··· Page extract

60-Second Earth

Can Re-Wilding Work?

Introducing animal analogues of their extinct cousins might help repair otherwise irreparable ecosystem damage. David Biello reports

Europeans ate their way through the island nation of Mauritius, most famously eliminating the dodo bird. Less well known was their effect on the island now known as Ile aux Aigrettes or Island of White Herons, where they exterminated giant skinks and tortoises, and logged the native ebony trees for firewood.

In 1965 the largely denuded 25 hectares of the island were declared a nature preserve. But even in the absence of logging, the slow-growing ebony forests failed to thrive. Why? Because they had lost the animals that ate their fruit and dispersed their seeds.

Scientists have now rectified that situation, although you might call it a slow fix. Because tortoises are the key.

······
··· Input data

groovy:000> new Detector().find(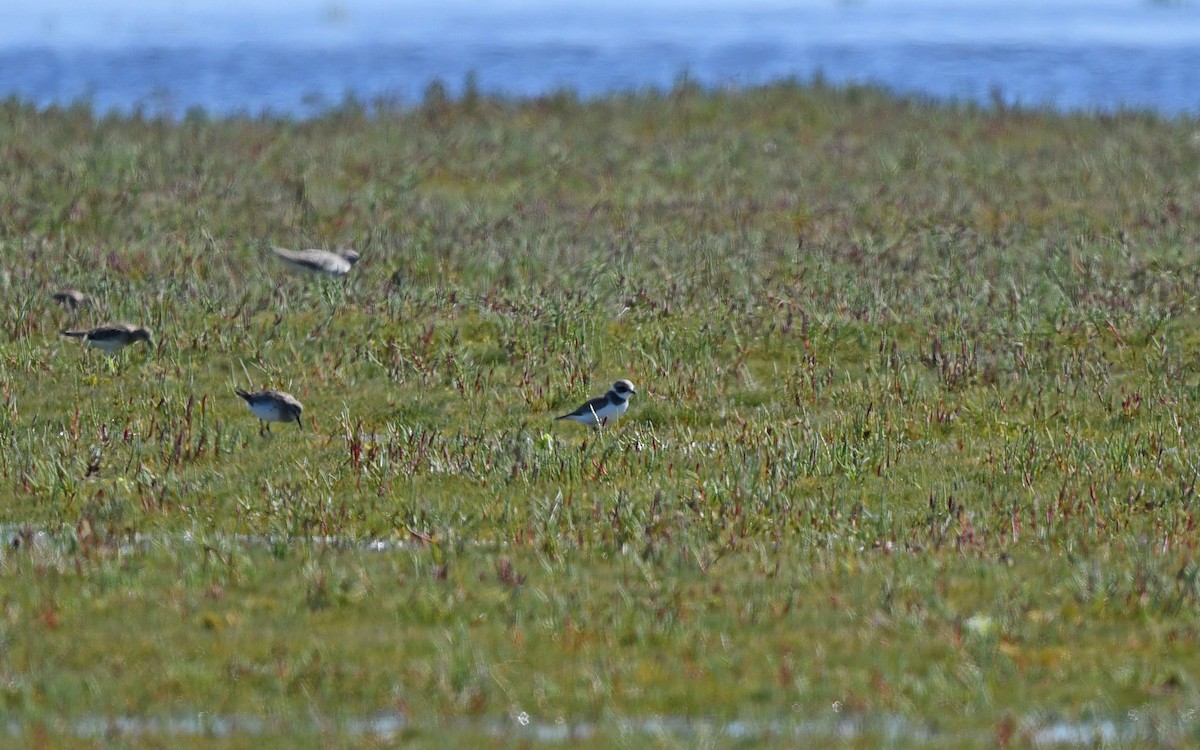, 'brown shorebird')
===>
[271,247,359,276]
[62,323,154,354]
[233,388,304,434]
[554,380,637,427]
[50,289,91,310]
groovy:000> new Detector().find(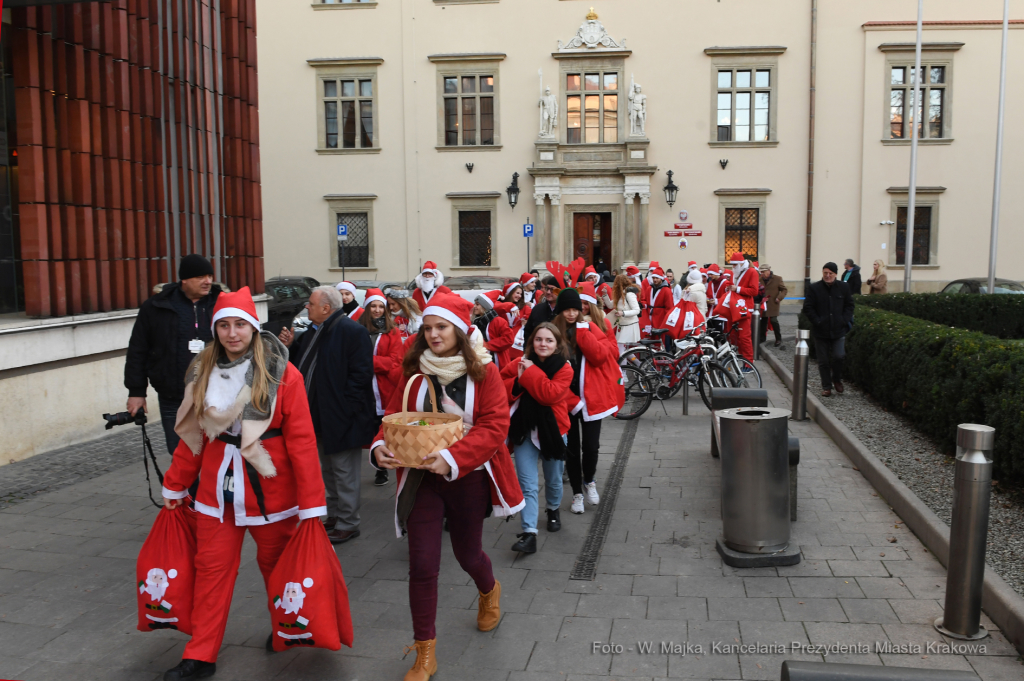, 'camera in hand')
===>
[103,409,145,430]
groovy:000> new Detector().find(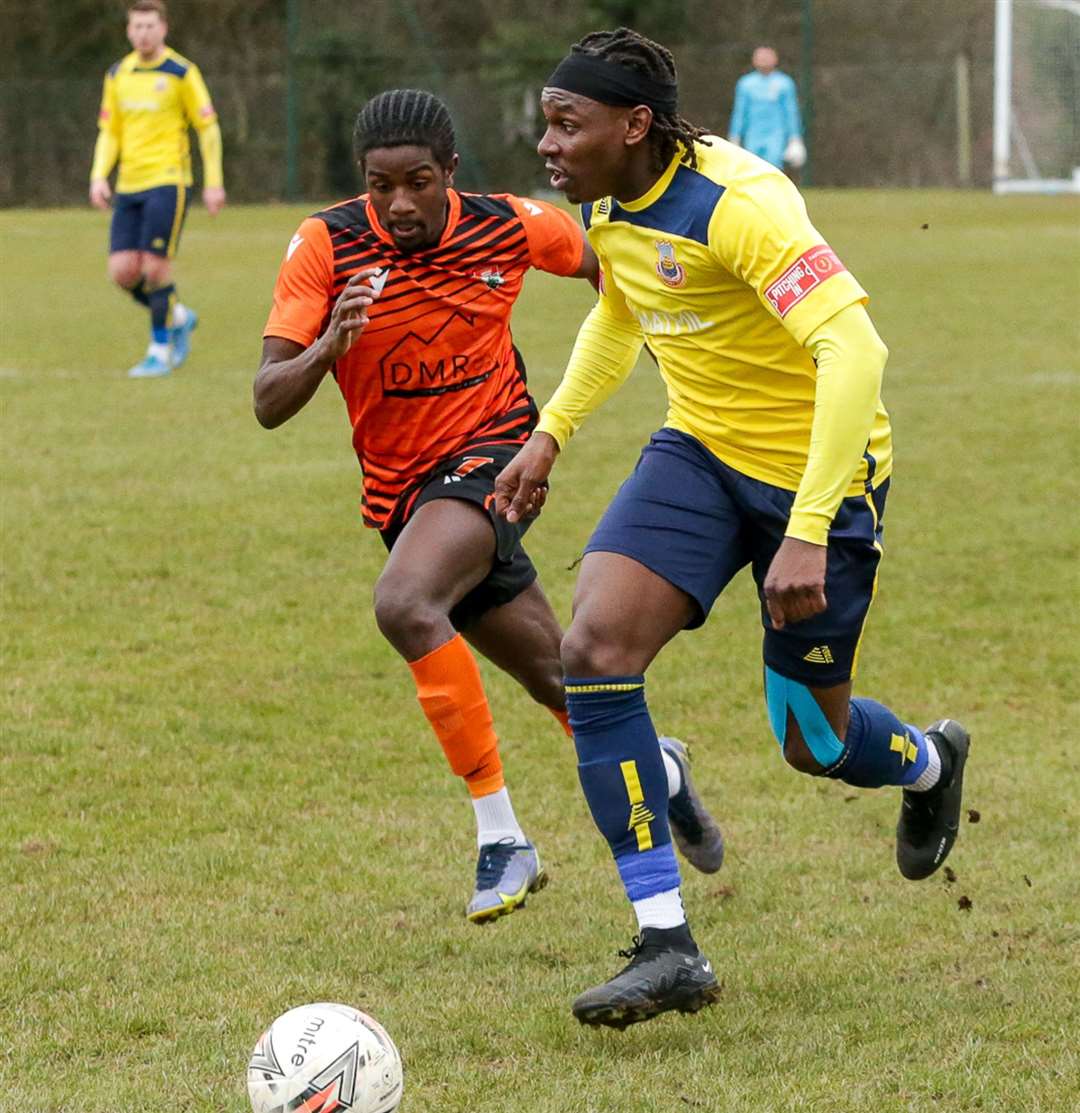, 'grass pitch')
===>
[0,193,1080,1113]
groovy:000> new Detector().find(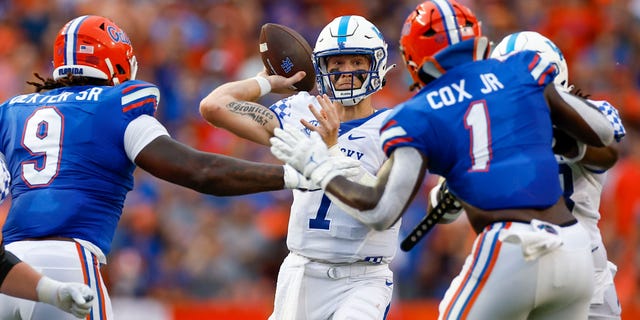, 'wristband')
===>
[253,76,271,97]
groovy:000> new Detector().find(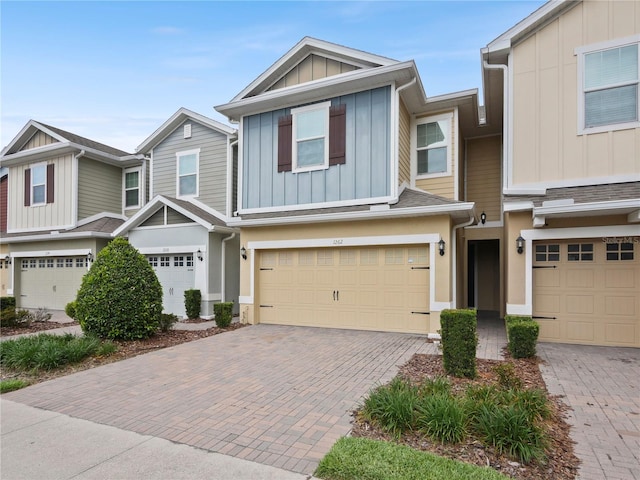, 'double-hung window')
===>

······

Questions to answer:
A - Summarize the re-wilding report on Ile aux Aigrettes in two sentences.
B - Extend the re-wilding report on Ile aux Aigrettes, picking up right after its final sentence about tortoises.
These rows are separate material, unrelated to the re-wilding report.

Responses for each task:
A - Europeans on Mauritius wiped out the giant skinks and tortoises of Ile aux Aigrettes and logged its native ebony trees for firewood. Even after the island became a nature preserve in 1965, the ebony forests failed to thrive because the animals that ate their fruit and spread their seeds were gone, a problem scientists have now rectified with tortoises as the key.

B -
Researchers relocated four giant Aldabra tortoises to Ile aux Aigrettes in 2000.The tortoises ate the ebony trees’ large, pungent oval fruits and dispersed the seeds. By 2009, a total of 19 introduced tortoises roamed the island—leaving behind more than 500 dense patches of ebony seedlings. The project is described in the journal Current Biology.

For this tiny island, at least, re-wilding appears to have worked. And that holds out hope for other restoration ecology projects in the midst of the sixth mass extinction in Earth's history.